**** PASSAGE EXTRAIT ****
Un point de vue partagé par le promoteur du Grand Prix du Canada, François Dumontier, qui prêche la patience.

« Le but avoué des nouvelles voitures, c’est de permettre plus de dépassements. Est-ce qu’on va voir ça dès la première course cette saison ? Je ne suis pas sûr. Je pense que ça va prendre une certaine adaptation de la part des pilotes », a mentionné Dumontier, fraîchement rentré d’une rencontre de l’Association des promoteurs (FOPA) au Bahreïn.

Des airs de BT46 chez Mercedes

Toutefois, pas besoin d’être un expert pour voir à l’œil nu qu’une véritable petite révolution s’est produite cet hiver dans la conception d’une monoplace de F1.

Mercedes, habituée aux coups d’éclat en essais hivernaux, a d’ailleurs semé l’émoi en présentant sa voiture W13 sans ponton aux essais du Bahreïn. Une voiture qui a rappelé à Carpentier la voiture BT46 de l’écurie Brabham de 1978-79 dotée d’une turbine à l’arrière. Sauf que la sauce ne prend pas, pour l’instant.

« Les pontons sur cette voiture-là me font dire que (Mercedes) s’est grandement inspirée d’elle (la BT46). Tout ce que je peux dire pour l’instant, c’est que c’est très audacieux comme concept, mais habituellement Mercedes excelle dans ce domaine-là. Il ne faut toutefois pas oublier qu’en vertu de son championnat des constructeurs (en 2021), Mercedes est l’équipe qui a disposé du moins d’essais en soufflerie, contrairement à Haas, par exemple. Je pense donc qu’il reste du travail à faire avec la Mercedes W13 », a-t-il expliqué.
**** DONNÉES EXTRAITES ****
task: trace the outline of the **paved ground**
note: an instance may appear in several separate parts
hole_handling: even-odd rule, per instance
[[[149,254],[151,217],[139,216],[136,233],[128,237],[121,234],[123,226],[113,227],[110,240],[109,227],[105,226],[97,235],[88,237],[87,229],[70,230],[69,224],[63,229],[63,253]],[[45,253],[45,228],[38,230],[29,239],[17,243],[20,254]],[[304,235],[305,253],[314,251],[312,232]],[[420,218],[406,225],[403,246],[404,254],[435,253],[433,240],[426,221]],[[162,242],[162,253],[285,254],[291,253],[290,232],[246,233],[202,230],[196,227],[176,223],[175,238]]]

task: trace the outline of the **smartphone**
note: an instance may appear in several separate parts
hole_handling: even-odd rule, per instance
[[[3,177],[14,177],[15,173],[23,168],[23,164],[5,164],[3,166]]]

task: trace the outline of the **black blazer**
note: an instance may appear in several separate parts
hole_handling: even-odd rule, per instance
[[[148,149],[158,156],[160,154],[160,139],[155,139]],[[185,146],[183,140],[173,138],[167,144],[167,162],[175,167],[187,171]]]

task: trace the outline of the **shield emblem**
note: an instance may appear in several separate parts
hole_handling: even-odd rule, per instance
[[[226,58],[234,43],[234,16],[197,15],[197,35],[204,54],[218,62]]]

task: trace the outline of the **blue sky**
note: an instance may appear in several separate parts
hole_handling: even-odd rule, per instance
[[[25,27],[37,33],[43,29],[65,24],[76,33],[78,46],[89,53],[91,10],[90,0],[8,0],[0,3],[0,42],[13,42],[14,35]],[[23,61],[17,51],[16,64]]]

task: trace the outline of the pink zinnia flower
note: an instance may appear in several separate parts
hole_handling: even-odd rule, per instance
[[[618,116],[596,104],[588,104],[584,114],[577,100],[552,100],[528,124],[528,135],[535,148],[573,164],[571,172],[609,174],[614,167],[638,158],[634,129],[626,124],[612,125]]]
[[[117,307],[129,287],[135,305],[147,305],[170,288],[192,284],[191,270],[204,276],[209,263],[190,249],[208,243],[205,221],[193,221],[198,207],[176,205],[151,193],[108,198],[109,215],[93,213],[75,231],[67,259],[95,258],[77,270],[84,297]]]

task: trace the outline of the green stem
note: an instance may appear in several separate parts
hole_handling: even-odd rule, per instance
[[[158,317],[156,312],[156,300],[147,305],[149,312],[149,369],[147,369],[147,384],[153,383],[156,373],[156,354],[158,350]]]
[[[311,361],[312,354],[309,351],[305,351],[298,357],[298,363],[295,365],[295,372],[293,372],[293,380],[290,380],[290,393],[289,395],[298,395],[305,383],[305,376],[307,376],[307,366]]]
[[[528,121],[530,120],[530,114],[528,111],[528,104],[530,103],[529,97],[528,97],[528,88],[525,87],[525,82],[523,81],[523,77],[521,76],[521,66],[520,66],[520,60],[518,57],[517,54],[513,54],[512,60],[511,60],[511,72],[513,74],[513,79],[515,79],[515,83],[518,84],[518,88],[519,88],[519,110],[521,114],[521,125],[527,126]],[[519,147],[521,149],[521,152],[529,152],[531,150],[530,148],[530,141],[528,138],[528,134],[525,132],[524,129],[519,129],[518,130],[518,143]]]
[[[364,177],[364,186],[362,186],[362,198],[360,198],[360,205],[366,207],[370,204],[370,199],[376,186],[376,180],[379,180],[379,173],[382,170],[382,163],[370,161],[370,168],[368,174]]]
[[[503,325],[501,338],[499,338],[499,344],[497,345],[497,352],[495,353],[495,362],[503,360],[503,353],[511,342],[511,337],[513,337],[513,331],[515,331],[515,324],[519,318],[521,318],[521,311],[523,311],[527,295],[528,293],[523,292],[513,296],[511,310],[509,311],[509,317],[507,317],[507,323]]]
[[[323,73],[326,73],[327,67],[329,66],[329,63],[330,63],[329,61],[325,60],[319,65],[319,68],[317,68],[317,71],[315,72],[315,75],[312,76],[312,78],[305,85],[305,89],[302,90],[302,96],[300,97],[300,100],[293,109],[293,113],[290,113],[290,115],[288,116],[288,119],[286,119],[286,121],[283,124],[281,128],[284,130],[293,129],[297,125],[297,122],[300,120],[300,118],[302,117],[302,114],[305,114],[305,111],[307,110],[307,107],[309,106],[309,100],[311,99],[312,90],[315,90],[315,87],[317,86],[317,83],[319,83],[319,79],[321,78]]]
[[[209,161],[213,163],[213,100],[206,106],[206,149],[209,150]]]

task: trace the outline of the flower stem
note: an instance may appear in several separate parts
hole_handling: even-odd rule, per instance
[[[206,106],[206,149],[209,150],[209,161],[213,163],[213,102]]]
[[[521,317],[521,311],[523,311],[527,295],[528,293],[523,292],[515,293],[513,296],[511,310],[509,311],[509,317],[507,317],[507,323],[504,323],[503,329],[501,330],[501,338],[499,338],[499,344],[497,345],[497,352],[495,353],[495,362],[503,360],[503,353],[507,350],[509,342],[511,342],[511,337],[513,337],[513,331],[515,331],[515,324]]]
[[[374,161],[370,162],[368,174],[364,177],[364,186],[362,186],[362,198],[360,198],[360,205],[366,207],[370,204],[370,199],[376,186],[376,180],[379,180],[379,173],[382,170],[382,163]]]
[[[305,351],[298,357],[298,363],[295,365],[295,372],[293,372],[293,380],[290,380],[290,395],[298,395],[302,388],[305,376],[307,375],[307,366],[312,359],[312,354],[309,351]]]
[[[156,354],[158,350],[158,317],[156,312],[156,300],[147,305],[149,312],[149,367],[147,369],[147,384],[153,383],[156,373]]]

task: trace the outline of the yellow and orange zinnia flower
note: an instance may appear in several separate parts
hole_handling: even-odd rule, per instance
****
§ **CONSIGNE 1**
Dans le passage sur la Formule 1, d'où revenait François Dumontier au moment de ses propos ?
§ **CONSIGNE 2**
Rédigez la suite du passage sur la Formule 1.

§ **CORRIGÉ 1**
D'une rencontre de l'Association des promoteurs (FOPA) au Bahreïn.

§ **CORRIGÉ 2**
En plus des pièces aérodynamiques inédites, les 12 équipes du plateau ont dû s’adapter aux nouvelles dimensions des voitures, qui sont plus imposantes et plus lourdes, et des pneus, qui sont passés de 13 à 18 pouces. Tous ces changements ont provoqué leur lot de défis techniques, dont le phénomène de « marsouinage ».

« C’est un gros problème. C’est comme quand tu essaies de tenir la tête d’une balayeuse à quelques centimètres du sol ; elle va finir par s’y coller. C’est la même chose avec les voitures de F1, c’est-à-dire qu’elles se soulèvent et s’écrasent à répétition sur la piste », a imagé Carpentier.

« Red Bull et Ferrari ­­ — qui a confirmé lundi qu’elle disposera d’un nouveau fond plat pour sa F1-75 — sont parvenus à contrôler ça, contrairement à Mercedes. Personnellement, l’absence de pontons sur la Mercedes signifie que le fond plat est plus exposé que sur les autres voitures, donc il doit être plus exposé aux effets de torsion, ce qui explique la situation actuelle. Je crois donc qu’ils (Mercedes) se sont fait surprendre de ce côté-là », a-t-il renchéri.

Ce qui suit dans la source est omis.